Exercise objective →
Reproduce the records below exactly as given.
______
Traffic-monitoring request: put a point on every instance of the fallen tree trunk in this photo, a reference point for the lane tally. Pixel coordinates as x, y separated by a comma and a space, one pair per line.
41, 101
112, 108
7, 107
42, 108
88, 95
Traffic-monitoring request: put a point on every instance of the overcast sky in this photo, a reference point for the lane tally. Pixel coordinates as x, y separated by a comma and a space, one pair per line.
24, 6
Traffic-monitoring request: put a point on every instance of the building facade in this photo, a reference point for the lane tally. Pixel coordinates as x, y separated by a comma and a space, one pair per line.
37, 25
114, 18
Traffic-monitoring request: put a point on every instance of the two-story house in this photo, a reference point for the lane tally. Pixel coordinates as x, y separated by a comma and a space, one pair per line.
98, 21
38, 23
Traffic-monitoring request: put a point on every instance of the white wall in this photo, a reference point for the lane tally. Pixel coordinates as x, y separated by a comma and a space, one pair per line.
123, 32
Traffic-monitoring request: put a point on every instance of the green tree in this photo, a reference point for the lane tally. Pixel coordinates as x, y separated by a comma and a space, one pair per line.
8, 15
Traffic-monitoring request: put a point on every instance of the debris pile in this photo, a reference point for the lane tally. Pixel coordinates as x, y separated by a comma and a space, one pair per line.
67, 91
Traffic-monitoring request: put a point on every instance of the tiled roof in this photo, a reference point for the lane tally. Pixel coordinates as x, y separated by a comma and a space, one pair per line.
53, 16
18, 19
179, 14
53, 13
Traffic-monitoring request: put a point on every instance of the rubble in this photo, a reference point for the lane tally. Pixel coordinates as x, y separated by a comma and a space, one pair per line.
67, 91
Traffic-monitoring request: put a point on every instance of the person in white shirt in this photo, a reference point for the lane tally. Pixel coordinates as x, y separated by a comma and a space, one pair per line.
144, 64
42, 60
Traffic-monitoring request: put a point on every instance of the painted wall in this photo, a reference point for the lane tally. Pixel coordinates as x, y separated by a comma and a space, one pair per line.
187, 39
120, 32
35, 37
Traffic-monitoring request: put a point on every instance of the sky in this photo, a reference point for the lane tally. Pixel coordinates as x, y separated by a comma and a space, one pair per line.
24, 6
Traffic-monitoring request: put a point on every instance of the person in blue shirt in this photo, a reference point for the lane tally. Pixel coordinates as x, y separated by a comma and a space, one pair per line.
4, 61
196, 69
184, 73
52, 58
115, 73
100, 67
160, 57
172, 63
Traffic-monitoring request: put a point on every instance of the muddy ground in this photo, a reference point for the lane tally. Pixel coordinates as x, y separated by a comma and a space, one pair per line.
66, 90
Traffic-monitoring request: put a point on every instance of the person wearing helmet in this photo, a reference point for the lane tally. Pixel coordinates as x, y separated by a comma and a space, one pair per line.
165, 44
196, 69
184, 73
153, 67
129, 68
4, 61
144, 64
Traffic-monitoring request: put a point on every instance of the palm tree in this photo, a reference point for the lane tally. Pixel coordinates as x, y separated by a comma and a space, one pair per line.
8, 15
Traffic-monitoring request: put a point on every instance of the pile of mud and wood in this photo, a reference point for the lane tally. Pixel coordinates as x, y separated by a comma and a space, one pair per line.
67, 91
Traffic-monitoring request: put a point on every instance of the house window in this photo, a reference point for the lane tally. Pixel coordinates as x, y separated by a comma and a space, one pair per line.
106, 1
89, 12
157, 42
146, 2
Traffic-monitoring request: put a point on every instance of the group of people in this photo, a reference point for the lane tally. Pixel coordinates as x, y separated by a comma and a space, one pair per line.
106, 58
______
Result →
Traffic-monitoring request: put a point on every instance of the fallen tree trunk in this photo, a reference point for the lane tally. Pixel coordinates as x, y separated by a comma and a space, one pair per line.
41, 101
112, 108
7, 107
42, 108
88, 95
Traffic-monitoring request: put a point on every instance of the overcast sky in this photo, a reference point for the lane tally. Pixel coordinates as x, y separated by a comma and a space, one pair per line.
24, 6
Traffic-monitoring request: put a point on every instance of the building facade in this photo, a reference point for the lane tally. Pixel coordinates as x, y separated by a comma and a space, one pair per line.
37, 25
114, 18
Traffic-monitoring request: put a point on every instance of the two-story house in this photo, a reference point for the lane tally. Pixel coordinates as x, y separated by a comma and a space, one pair per line.
98, 21
38, 23
Traffic-monitoring request: put a point on every instance of the white wall in this photo, a reference point for the lane tally. Pixel coordinates as x, y separated by a comma and a space, one pair per line.
123, 32
Traffic-monitoring request: put a point on every instance of the green tree in this photo, a reference point for the lane tally. Pixel coordinates as x, y separated by a comma and a space, one pair per line.
8, 15
Traffic-monitoring request: put a point on every instance of the debris pile in this photo, a reference point for the lane tally. Pixel coordinates as x, y separated by a comma and a space, one pair per line.
67, 91
Traffic-monitoring request: put a point on every instance of the tiled roof in this photo, a reference point for the lane tally. Pixel coordinates as x, y separated by a comma and a space, one pair per line.
53, 16
18, 19
179, 14
53, 13
Traffic-monitoring request: put a point on every instance of the rubble in this photo, a reference point for the lane tally. Pixel coordinates as x, y separated by a comma and a space, one pair per line.
67, 91
Traffic-monitoring request: put a point on every instance of the person in white shirt in this photo, a reference point for the lane tally. Pixel coordinates as x, y separated by a comma and a space, one pair per line.
144, 64
42, 60
Traffic-monitoring request: put a point on every instance of the painted wall in this photo, a reference point for the lane tally. Pixel coordinates as x, y separated by a comma and a space, one pair per line.
187, 39
120, 32
35, 37
Traffic-monitoring request: put a point on every instance of the sky in this photo, a reference point for the lane tally. Pixel coordinates as x, y separated by a comma and a space, one pair per line.
24, 6
Traffic-monitoring request: put a point on every instance of the person in blue shirt in this photo, a reference point for the lane tally. Pixel coordinates as x, y separated by a comma and a space, one pair per line.
4, 61
196, 69
184, 73
52, 58
115, 73
100, 67
160, 57
172, 63
Traffic-monitoring request: put a point on every instance of the muddy ground in this photo, a reference point for the lane tally. Pixel coordinates as x, y separated by a comma and a space, one pair per line.
66, 90
Traffic-monitoring request: put a point on every instance of the person wearing helmet in this photo, a reference point for the lane tally. Pixel coordinates as x, y separated by a comma and a space, one pair per line.
165, 44
196, 69
184, 73
153, 67
129, 68
4, 61
144, 64
Traffic-monitoring request: put a point on every instance of the palm tree in this photo, a reference point for the lane tally. Pixel coordinates as x, y separated by a comma and a space, one pair per line.
8, 15
Traffic-monitoring request: put a point on every instance of the pile of mud and wood in this photo, a reference point for the lane tally. Pixel coordinates as x, y separated by a comma and a space, one pair per line.
67, 91
Traffic-monitoring request: put a point on every instance of the house window in this photo, a reference point for the lane tally. Pixel coordinates as x, y separated by a comma and a space, one pair per line.
106, 1
89, 12
157, 42
146, 2
Traffic-monitoring request: put a point on every instance of the group of people in this photo, a reference point for the lane tally. Pixel coordinates as x, y separated by a comma and a space, one pair per line.
106, 58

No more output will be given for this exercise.